- _Mise en pratique_
**1.** Dans le texte sur la parentalité et le handicap, qui est la dernière arrivée dans le service et quelle fonction y occupe-t-elle ?
**2.** Reprenez le texte sur la parentalité et le handicap et poursuivez-le après sa dernière phrase.

- _Texte fourni_
========================================

Vaincre les préjugés

La dernière arrivée dans le service est Delphine Pons, l’assistante sociale. « J’avais entendu parler du SAPPH et de son travail très novateur autour de la parentalité et du handicap. Qu’une personne vulnérable veuille être ou soit parent est une situation qui suscite chez les professionnels des craintes relatives à la protection de l’enfant, estime-t-elle. C’est surtout de la méconnaissance. » Il s’agissait d’une création de poste, rendue nécessaire pour s’occuper du volet administratif des droits et faire avancer les dossiers à l’assurance maladie, à la maison départementale des personnes handicapées (MDPH), aux allocations familiales ou encore dans les services sociaux des collectivités territoriales. « Il y a notamment des questions de transports à régler, et très souvent de logement, indique la jeune femme. Quand la famille s’agrandit, il faut trouver un toit adapté au handicap, ce qui n’est pas toujours simple en Ile-de-France. Il peut aussi y avoir des problèmes conjugaux, comme dans n’importe quel couple qui peut être déstabilisé par l’arrivée d’un enfant. »

========================================

- _Lignes fournies_
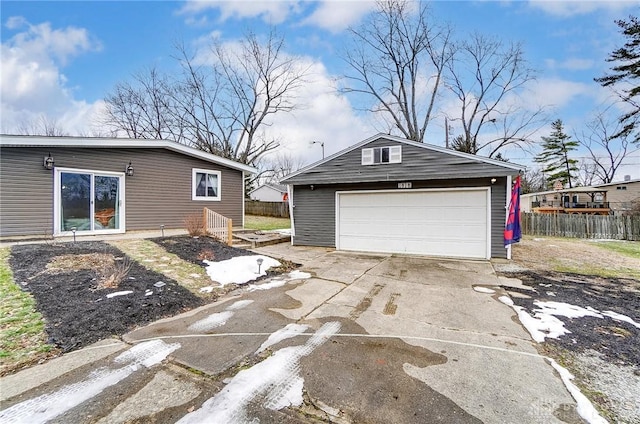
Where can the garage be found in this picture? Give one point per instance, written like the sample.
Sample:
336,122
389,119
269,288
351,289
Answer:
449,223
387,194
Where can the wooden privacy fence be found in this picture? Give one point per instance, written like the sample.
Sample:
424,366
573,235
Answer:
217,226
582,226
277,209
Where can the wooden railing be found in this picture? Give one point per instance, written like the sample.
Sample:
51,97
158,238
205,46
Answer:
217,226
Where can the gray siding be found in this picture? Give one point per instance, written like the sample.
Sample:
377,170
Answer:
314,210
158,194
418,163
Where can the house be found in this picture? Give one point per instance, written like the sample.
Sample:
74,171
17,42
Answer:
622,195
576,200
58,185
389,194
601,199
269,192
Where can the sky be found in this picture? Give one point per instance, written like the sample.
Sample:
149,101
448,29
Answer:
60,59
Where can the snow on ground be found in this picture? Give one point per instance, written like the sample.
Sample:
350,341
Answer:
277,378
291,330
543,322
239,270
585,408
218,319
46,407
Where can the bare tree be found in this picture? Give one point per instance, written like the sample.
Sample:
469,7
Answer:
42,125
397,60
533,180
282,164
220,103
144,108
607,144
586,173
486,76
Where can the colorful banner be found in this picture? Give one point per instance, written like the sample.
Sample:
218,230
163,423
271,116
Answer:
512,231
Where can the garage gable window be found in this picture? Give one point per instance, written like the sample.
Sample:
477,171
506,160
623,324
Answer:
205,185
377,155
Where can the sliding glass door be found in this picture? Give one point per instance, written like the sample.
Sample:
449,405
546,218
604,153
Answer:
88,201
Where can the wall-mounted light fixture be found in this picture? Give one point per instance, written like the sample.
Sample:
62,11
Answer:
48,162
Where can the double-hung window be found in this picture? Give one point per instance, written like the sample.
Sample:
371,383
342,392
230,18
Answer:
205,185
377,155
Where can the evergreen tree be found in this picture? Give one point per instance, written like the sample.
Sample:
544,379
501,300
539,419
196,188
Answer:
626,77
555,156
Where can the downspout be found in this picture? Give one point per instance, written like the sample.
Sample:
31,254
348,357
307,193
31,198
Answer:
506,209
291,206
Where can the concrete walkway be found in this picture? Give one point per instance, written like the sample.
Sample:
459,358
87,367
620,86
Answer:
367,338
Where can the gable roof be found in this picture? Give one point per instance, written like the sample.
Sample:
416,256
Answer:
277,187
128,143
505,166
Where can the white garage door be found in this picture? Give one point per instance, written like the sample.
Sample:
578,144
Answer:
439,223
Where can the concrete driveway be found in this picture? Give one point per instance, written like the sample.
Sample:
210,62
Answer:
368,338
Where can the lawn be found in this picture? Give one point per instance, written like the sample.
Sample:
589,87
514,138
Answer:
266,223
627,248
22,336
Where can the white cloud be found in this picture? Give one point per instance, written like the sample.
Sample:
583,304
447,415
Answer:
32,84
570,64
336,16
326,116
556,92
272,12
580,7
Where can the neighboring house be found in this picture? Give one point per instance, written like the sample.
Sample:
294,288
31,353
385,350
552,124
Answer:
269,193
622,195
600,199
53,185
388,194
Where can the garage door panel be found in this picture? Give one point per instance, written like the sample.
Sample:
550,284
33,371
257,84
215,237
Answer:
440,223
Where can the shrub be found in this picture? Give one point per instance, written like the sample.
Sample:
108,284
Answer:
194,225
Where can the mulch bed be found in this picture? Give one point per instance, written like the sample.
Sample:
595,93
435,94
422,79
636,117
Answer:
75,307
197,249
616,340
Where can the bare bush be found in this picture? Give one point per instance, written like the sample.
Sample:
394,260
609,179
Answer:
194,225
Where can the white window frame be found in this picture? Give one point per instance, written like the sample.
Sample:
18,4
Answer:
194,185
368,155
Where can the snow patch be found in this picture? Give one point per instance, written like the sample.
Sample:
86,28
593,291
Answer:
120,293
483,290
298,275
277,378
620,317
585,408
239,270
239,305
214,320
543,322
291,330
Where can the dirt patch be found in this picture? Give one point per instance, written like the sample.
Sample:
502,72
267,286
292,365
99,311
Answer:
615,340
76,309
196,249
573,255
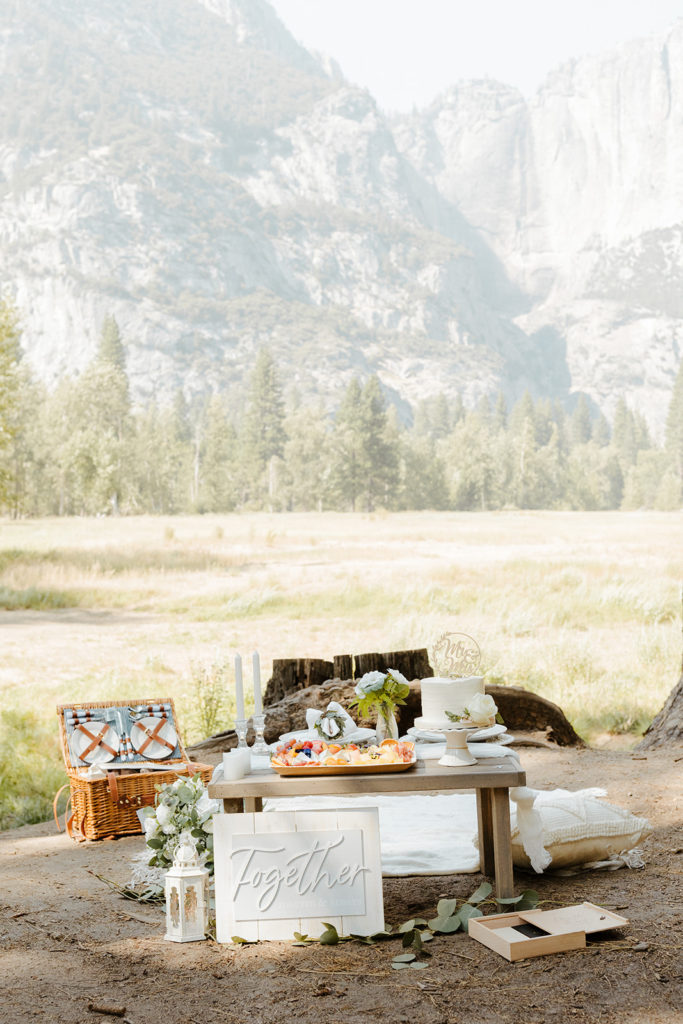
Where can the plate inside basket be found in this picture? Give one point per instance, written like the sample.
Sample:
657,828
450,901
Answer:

========================================

- _Réponses par consigne_
**1.** C'est Delphine Pons, l'assistante sociale.

**2.**
Ce sont les puéricultrices et l’éducatrice spécialisée qui, ayant repéré des difficultés, lui adressent les parents ou futurs parents. « La plupart du temps, j’interviens au pied levé. L’une d’entre elles ouvre la porte et me demande si je suis disponible. Cette facilité de contact est une richesse, pointe-t-elle. Je reçois ensuite la personne dans mon bureau, seule ou avec la collègue du service qui me l’a adressée. Je me déplace à domicile s’il y a des problèmes de mobilité ou s’il est utile de se rendre compte des conditions de vie des familles. »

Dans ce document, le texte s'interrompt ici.